## THE RECORDS
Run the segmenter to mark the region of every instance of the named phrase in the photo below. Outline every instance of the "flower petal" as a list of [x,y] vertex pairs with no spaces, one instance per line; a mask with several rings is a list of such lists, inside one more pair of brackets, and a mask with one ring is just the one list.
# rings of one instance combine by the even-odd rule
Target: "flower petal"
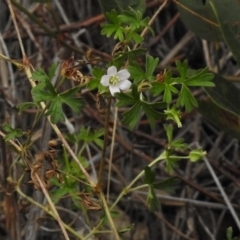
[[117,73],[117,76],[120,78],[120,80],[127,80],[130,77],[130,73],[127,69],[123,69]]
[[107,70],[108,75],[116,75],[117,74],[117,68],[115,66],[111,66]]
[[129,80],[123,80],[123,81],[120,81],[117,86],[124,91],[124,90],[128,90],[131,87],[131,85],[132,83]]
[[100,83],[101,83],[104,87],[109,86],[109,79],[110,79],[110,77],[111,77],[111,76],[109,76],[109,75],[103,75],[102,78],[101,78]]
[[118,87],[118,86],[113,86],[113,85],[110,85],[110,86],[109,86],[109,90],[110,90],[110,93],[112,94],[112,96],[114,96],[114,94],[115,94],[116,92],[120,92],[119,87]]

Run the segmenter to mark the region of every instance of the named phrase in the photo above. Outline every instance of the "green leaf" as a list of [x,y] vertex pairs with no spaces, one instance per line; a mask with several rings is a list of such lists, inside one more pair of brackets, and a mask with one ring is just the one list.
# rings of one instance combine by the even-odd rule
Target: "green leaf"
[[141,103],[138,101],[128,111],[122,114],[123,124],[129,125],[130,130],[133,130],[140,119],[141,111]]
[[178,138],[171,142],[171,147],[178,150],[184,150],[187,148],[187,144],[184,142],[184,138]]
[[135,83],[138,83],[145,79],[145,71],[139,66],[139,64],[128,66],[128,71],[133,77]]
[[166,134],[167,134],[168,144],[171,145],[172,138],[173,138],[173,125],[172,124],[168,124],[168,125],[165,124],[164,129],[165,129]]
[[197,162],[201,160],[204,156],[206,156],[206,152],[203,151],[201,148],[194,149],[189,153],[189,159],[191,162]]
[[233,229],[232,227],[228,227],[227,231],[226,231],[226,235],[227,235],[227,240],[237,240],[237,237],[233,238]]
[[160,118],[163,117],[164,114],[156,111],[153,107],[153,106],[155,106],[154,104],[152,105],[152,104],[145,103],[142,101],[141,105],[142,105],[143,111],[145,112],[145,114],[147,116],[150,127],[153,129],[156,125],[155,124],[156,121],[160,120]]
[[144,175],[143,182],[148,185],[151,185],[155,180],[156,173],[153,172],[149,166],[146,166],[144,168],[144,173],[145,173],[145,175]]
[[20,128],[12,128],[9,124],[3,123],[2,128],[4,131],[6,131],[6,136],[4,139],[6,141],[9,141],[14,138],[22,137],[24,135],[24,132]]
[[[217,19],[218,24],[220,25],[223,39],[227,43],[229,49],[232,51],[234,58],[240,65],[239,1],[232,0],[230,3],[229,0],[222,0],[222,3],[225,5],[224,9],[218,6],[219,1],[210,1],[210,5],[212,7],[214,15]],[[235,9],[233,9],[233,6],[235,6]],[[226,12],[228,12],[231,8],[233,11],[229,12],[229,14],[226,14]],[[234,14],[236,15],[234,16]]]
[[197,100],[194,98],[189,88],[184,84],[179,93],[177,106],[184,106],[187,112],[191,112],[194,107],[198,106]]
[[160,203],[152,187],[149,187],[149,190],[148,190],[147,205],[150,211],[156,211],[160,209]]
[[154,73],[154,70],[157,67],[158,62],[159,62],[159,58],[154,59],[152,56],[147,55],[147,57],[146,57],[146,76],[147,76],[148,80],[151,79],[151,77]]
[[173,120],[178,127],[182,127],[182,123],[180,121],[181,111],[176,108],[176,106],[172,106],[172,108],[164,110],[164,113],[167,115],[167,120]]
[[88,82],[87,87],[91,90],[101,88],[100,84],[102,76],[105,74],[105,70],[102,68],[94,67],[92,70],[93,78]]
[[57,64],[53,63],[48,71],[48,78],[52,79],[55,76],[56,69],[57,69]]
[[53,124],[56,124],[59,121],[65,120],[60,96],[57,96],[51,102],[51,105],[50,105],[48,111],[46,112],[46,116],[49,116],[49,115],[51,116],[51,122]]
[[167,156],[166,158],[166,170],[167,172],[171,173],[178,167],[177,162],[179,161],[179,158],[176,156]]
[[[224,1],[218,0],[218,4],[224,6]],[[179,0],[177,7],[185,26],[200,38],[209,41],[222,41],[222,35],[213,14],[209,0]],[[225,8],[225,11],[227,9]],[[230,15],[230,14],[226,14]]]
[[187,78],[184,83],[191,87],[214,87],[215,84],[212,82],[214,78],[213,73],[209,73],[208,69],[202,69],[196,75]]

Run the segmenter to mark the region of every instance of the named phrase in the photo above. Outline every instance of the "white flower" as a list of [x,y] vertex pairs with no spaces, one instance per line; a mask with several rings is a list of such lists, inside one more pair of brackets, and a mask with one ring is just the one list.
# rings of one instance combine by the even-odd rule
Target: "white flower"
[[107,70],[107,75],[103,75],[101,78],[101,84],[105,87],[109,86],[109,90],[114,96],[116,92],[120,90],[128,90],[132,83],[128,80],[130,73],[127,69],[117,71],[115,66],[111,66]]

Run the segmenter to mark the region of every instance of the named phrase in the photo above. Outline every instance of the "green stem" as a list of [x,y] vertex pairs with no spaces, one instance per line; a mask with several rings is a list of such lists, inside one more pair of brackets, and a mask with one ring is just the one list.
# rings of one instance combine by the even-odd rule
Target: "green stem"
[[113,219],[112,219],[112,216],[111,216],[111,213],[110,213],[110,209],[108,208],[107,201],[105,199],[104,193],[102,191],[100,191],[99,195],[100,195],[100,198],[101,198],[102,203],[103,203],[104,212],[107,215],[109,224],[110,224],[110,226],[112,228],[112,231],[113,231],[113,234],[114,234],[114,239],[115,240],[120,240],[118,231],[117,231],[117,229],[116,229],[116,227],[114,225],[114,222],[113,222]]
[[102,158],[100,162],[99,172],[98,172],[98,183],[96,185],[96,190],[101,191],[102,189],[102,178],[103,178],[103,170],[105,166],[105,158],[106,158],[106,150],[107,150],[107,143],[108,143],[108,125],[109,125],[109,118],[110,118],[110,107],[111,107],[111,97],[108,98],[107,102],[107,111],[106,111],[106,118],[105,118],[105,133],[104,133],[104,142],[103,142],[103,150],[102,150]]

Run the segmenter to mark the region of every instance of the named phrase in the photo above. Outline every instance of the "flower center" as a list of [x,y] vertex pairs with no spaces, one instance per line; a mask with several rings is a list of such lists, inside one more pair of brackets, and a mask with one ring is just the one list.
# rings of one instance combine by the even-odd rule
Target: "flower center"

## SET EXERCISE
Quote the data exactly, leaving every image out of the copy.

## FINAL ANSWER
Run the segmenter to mark the region of every instance of the named phrase in the photo below. Outline every instance of the "flower petal" as a list of [x,y] vertex pairs with no spaces, one instance per line; a mask with several rings is a list of such lists, inside one more pair of brackets, and a mask with one ring is just the one list.
# rings of one instance combine by the even-odd rule
Target: "flower petal"
[[117,73],[117,76],[120,78],[120,80],[127,80],[130,77],[130,73],[127,69],[123,69]]
[[107,70],[108,75],[116,75],[117,74],[117,68],[115,66],[111,66]]
[[129,80],[123,80],[123,81],[120,81],[117,86],[124,91],[124,90],[128,90],[131,87],[131,85],[132,83]]
[[100,83],[101,83],[104,87],[109,86],[109,79],[110,79],[110,77],[111,77],[111,76],[109,76],[109,75],[103,75],[102,78],[101,78]]
[[118,87],[118,86],[113,86],[113,85],[110,85],[110,86],[109,86],[109,90],[110,90],[110,93],[112,94],[112,96],[114,96],[114,94],[115,94],[116,92],[120,92],[119,87]]

Run the segmenter to mark the region of every instance of the named phrase in the photo above. Outline every instance of the "green leaf" as a list of [x,y] vertex pairs with no spaces, one instance per line; a mask with several rings is a list of such lists, inside one more pair of brackets, and a mask with one ring is just the one list.
# rings of one instance combine by the even-odd rule
Target: "green leaf"
[[141,103],[138,101],[128,111],[122,114],[123,124],[129,125],[130,130],[133,130],[140,119],[141,111]]
[[178,138],[171,142],[171,147],[178,150],[184,150],[187,148],[187,144],[184,142],[184,138]]
[[135,83],[138,83],[145,79],[145,71],[139,66],[139,64],[128,66],[128,71],[133,77]]
[[166,134],[167,134],[168,144],[171,145],[172,138],[173,138],[173,125],[172,124],[168,124],[168,125],[165,124],[164,129],[165,129]]
[[197,162],[201,160],[204,156],[206,156],[206,152],[203,151],[201,148],[194,149],[189,153],[189,159],[191,162]]
[[233,229],[232,227],[228,227],[227,231],[226,231],[226,235],[227,235],[227,240],[237,240],[237,237],[233,238]]
[[160,118],[163,117],[164,114],[156,111],[153,107],[153,106],[155,106],[154,104],[152,105],[152,104],[145,103],[142,101],[141,105],[142,105],[143,111],[145,112],[145,114],[147,116],[150,127],[153,129],[156,125],[155,124],[156,121],[160,120]]
[[144,175],[143,182],[148,185],[151,185],[155,180],[156,173],[153,172],[149,166],[146,166],[144,168],[144,173],[145,173],[145,175]]
[[20,128],[12,128],[9,124],[3,123],[2,128],[4,131],[6,131],[6,136],[4,139],[6,141],[9,141],[14,138],[22,137],[24,135],[24,132]]
[[[217,19],[218,24],[220,25],[223,39],[227,43],[229,49],[232,51],[234,58],[240,65],[239,1],[232,0],[230,3],[229,0],[222,0],[222,3],[225,5],[224,9],[218,6],[219,1],[210,1],[210,5],[212,7],[214,15]],[[235,9],[233,9],[233,6],[235,6]],[[226,12],[228,12],[231,8],[233,11],[229,12],[229,14],[226,14]],[[234,14],[236,15],[234,16]]]
[[197,100],[194,98],[189,88],[184,84],[179,93],[177,106],[184,106],[187,112],[191,112],[194,107],[198,106]]
[[160,203],[152,187],[149,187],[149,190],[148,190],[147,205],[150,211],[156,211],[160,209]]
[[154,73],[154,70],[157,67],[158,62],[159,62],[159,58],[154,59],[152,56],[147,55],[147,57],[146,57],[146,76],[147,76],[148,80],[151,79],[151,77]]
[[173,120],[178,127],[182,127],[182,123],[180,121],[181,111],[176,108],[176,106],[172,106],[172,108],[164,110],[164,113],[167,115],[167,120]]
[[88,82],[87,87],[91,90],[101,88],[100,84],[102,76],[105,74],[105,70],[102,68],[94,67],[92,70],[93,78]]
[[57,64],[53,63],[48,71],[48,78],[52,79],[55,76],[56,69],[57,69]]
[[53,124],[56,124],[59,121],[65,120],[60,96],[57,96],[51,102],[51,105],[50,105],[48,111],[46,112],[46,116],[49,116],[49,115],[51,116],[51,122]]
[[167,156],[166,158],[166,170],[167,172],[171,173],[178,167],[177,162],[179,161],[179,158],[176,156]]
[[[224,1],[218,0],[218,4],[224,6]],[[179,0],[177,7],[185,26],[200,38],[209,41],[222,41],[222,35],[213,14],[209,0]],[[225,8],[225,11],[227,9]],[[230,15],[230,14],[226,14]]]
[[187,78],[184,83],[191,87],[214,87],[215,84],[212,82],[214,78],[213,73],[209,73],[208,69],[202,69],[196,75]]

Run the segmenter to mark the region of every instance of the named phrase in the photo above. Outline every instance of the "white flower" as a list of [x,y] vertex pairs with no spaces, one instance per line; a mask with several rings is a list of such lists, inside one more pair of brackets, and a mask with one ring is just the one list.
# rings of one instance combine by the even-odd rule
Target: "white flower"
[[107,70],[107,75],[103,75],[101,78],[101,84],[105,87],[109,86],[109,90],[114,96],[116,92],[120,90],[128,90],[132,83],[128,80],[130,73],[127,69],[117,71],[115,66],[111,66]]

Run the segmenter to mark the region of every instance of the named phrase in the photo above. Outline every instance of the "green stem" as a list of [x,y] vertex pairs with no spaces, one instance per line; a mask with several rings is a list of such lists, inside one more pair of brackets, and a mask with one ring is just the one list.
# rings of one instance combine by the even-odd rule
Target: "green stem"
[[113,219],[112,219],[112,216],[111,216],[111,213],[110,213],[110,209],[108,208],[107,201],[105,199],[104,193],[102,191],[100,191],[99,195],[100,195],[100,198],[101,198],[102,203],[103,203],[104,212],[107,215],[109,224],[110,224],[110,226],[112,228],[112,231],[113,231],[113,234],[114,234],[114,239],[115,240],[120,240],[118,231],[117,231],[117,229],[116,229],[116,227],[114,225],[114,222],[113,222]]
[[102,158],[100,162],[99,172],[98,172],[98,183],[96,185],[96,190],[101,191],[102,189],[102,178],[103,178],[103,170],[105,166],[105,158],[106,158],[106,150],[107,150],[107,143],[108,143],[108,125],[109,125],[109,118],[110,118],[110,107],[111,107],[111,97],[108,98],[107,102],[107,111],[106,111],[106,118],[105,118],[105,133],[104,133],[104,142],[103,142],[103,150],[102,150]]

Run the segmenter to mark the region of every instance of the named phrase in the photo above. Outline every instance of the "flower center" as a list of [x,y] vertex pairs with no spaces, one instance per line; a mask with several rings is a list of such lists, inside one more pair of brackets, and a mask with one ring is just the one list.
# rings of one instance combine by the even-odd rule
Target: "flower center"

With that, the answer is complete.